◆ **DOCUMENT SEGMENT**:
begin
# New Craftsman Pro Tractor Cruise Control Not Working



## marks57 (Jul 7, 2013)

I just picked-up a new 2014 Craftsman Pro GT Garden Tractor. 26hp Kohler, 54" deck. 
Got it as a demo for around $2200. 4 hours on the clock. 
Got it home and discovered the cruise control does not work. There's a rod that pulls a lever that engage a set of ratchet teeth on the foot pedal lever that locks the speed.
Problem is the locking lever isn't close enough to the foot pedal teeth to engage it.
My guess is that the rod is too short and the handle reaches the stop before the teeth engage the speed pedal. I like to fix things but this is under warranty and should be fixed by Sears so I call them and setup a visit by a technician the next day. Pretty nice.

So the technician shows-up when I'm at work, but my son show him the problem.
Later the tech claims it's fixed and leaves. I get home and try it out. First thing I notice is the cruise handle is now bent at an odd angle. I look behind the dash and see the cruise control rod is now bent in an arc instead of straight, which is why the handle is now at a goofy angle. 
The tech simply bent the control rod to effectively shorten it. Problem is the handle now binds against the dashboard and it still doesn't engage positively like I think it should. The rod is way too long. Perhaps from another model tractor by mistake or maybe some other component is incorrect or bent. I called-up and complained and they're sending me a new rod free of charge and I tell them I'll fix it myself. I fully expect the rod to be exactly the same though and wont work. Thinking about taking this back under the 14 day return policy and getting a Deere next spring.

Has anyone seen this problem with these tractors?
This line of tractors is made by Husqvarna.

Thanks,
Mark


----------



## john765 (Oct 18, 2014)

Hey Mark: Been there,done that.I bought a new craftsman and the same thing happened to me. I was not home when the tech showed up,but he said to the wife that there was nothing wrong with locking in the cruise,and if he had to come out again the cost would be like maybe 200.00.I tried to get the mower in cruise after he had left with no luck,so all I did was load it on my trailer and back to Sears it went and I hope you did the same thing.Like you said that lever is designed to drop down on a series of teeth but don't appear to get there.


----------
end
◆ **DATASET EXTRACT**:
begin
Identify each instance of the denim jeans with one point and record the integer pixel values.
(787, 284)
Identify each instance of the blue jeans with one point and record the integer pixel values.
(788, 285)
end
◆ **THE PROBLEM**: Reproduce the cruise control thread word for word, from "I just picked-up" up to and including "to engage it.". The data above stands apart from the cruise control thread.

◆ **SOLVED EXERCISE**:
I just picked-up a new 2014 Craftsman Pro GT Garden Tractor. 26hp Kohler, 54" deck. 
Got it as a demo for around $2200. 4 hours on the clock. 
Got it home and discovered the cruise control does not work. There's a rod that pulls a lever that engage a set of ratchet teeth on the foot pedal lever that locks the speed.
Problem is the locking lever isn't close enough to the foot pedal teeth to engage it.